Count the lines in the data below that contain the string "blue", and give only that number.
----
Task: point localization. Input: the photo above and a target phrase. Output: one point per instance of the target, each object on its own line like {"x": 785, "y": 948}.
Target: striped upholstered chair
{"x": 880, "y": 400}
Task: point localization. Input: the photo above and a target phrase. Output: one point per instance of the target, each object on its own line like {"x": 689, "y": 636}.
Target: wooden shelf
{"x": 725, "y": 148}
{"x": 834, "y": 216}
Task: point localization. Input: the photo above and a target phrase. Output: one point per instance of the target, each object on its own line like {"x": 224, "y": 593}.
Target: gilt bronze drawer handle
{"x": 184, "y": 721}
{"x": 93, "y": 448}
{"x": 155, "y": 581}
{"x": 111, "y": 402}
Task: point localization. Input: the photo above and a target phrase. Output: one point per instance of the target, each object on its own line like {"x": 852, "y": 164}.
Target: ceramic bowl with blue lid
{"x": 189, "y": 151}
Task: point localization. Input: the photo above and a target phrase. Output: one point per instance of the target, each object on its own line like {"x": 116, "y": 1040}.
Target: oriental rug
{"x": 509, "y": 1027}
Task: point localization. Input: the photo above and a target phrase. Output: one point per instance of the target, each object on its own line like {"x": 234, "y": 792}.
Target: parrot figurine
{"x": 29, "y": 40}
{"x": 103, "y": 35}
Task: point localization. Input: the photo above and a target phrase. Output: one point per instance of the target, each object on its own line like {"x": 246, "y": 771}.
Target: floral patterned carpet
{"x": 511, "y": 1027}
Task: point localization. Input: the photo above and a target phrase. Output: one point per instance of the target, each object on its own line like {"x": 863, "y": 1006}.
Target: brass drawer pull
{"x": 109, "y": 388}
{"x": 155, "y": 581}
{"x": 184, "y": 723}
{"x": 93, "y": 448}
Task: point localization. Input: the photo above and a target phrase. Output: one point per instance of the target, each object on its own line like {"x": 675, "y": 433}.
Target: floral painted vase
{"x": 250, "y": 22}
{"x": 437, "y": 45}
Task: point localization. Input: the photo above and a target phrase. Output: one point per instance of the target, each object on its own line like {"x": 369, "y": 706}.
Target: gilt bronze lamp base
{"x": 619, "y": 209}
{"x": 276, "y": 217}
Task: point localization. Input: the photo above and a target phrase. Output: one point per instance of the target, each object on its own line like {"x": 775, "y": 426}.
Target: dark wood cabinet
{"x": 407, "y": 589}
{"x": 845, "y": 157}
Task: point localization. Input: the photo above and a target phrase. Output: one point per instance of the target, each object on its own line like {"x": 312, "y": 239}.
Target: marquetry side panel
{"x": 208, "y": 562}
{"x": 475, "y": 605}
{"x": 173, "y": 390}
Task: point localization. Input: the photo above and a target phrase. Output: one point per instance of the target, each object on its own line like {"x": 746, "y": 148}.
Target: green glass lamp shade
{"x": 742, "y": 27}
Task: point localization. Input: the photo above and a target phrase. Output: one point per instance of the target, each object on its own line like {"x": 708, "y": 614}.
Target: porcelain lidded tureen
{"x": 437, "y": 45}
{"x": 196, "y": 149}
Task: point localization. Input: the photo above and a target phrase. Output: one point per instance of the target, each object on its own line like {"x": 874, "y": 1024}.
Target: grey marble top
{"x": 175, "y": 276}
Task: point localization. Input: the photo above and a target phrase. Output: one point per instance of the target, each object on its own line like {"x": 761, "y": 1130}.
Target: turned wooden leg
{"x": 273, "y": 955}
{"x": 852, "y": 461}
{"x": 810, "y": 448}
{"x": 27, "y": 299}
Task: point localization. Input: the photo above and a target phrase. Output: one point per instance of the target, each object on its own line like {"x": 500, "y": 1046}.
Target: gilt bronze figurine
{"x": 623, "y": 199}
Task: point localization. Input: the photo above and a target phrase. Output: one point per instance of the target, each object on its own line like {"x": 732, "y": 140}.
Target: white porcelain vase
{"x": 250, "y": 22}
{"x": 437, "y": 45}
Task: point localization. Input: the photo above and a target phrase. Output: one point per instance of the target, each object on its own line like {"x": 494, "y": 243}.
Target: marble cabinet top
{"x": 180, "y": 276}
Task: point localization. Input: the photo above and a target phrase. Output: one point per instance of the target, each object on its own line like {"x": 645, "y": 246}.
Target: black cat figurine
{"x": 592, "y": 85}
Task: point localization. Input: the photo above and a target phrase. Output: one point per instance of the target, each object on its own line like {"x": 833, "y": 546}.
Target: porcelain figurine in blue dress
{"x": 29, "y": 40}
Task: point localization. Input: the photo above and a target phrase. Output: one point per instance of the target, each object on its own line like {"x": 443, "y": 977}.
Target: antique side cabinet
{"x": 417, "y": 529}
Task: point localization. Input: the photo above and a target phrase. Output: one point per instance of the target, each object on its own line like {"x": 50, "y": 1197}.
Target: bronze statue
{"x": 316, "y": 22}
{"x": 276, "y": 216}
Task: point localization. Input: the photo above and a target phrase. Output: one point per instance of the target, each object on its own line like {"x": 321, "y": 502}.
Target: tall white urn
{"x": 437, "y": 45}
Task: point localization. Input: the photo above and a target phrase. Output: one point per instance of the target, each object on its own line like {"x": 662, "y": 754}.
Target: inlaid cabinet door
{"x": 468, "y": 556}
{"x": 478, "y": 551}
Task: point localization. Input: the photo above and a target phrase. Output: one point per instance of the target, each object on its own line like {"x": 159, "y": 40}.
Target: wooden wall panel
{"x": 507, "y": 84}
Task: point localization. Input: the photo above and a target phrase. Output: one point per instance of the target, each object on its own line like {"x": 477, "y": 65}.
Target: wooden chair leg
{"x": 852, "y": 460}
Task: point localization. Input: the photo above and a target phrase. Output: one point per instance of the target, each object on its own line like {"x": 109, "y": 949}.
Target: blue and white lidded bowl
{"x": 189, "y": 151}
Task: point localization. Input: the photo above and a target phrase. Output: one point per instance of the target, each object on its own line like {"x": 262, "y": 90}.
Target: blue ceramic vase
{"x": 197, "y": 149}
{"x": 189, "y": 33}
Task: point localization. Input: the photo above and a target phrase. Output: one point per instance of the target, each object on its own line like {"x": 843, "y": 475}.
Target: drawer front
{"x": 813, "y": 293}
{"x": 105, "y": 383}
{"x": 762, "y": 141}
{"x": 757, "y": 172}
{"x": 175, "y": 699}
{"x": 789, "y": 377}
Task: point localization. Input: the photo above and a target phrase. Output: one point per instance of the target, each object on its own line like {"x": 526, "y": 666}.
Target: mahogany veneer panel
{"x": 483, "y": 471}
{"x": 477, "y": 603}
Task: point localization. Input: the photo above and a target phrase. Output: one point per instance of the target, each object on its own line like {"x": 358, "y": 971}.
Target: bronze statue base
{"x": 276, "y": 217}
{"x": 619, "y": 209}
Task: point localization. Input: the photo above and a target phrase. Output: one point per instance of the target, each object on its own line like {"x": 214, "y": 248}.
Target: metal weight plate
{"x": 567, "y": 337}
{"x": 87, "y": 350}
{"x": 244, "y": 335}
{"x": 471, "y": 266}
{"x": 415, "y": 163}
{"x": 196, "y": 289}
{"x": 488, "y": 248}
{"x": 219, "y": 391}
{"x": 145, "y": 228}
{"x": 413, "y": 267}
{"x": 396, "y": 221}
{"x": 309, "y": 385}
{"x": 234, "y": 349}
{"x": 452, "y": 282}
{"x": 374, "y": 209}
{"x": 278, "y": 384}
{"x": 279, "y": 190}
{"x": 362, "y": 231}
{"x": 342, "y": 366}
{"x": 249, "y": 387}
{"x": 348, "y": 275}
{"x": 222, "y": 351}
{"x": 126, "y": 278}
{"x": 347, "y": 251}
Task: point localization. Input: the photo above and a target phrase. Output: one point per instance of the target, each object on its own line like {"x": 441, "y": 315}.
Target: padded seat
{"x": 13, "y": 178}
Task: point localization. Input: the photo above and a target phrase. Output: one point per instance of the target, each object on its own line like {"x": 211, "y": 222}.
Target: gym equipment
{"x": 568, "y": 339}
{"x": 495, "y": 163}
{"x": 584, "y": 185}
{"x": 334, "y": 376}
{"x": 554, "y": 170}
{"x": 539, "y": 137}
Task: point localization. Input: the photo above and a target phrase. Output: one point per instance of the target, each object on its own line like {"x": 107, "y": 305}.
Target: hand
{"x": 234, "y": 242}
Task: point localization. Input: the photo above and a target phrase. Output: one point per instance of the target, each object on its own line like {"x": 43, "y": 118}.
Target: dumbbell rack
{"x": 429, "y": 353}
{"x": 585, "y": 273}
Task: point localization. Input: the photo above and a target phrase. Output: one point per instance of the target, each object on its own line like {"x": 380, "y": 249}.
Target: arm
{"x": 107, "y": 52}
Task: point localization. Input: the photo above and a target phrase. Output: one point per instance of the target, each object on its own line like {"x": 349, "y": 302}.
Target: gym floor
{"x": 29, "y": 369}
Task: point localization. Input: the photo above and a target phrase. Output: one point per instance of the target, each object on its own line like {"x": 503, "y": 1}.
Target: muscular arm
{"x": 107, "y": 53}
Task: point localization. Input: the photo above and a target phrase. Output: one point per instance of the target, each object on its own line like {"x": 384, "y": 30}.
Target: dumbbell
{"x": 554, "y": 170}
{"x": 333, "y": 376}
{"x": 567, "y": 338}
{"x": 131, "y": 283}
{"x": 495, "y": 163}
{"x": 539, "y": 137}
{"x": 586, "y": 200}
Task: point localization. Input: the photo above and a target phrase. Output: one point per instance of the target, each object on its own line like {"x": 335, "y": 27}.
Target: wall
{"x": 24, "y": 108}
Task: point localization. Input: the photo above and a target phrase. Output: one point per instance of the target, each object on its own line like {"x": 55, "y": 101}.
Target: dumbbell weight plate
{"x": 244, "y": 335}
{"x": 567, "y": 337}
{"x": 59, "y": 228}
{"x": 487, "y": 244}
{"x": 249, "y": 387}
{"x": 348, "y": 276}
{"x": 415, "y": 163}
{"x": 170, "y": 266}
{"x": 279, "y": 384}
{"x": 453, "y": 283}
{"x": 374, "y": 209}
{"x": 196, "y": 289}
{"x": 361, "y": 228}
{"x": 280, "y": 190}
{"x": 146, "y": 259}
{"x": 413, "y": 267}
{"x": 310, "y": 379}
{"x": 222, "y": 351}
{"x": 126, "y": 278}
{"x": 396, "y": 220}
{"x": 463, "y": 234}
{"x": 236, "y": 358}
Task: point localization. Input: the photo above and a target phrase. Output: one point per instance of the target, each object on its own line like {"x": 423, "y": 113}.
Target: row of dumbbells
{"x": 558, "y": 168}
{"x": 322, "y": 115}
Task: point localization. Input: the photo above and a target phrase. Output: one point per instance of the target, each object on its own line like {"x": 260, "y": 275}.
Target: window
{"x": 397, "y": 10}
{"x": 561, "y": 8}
----
- _Task answer_
4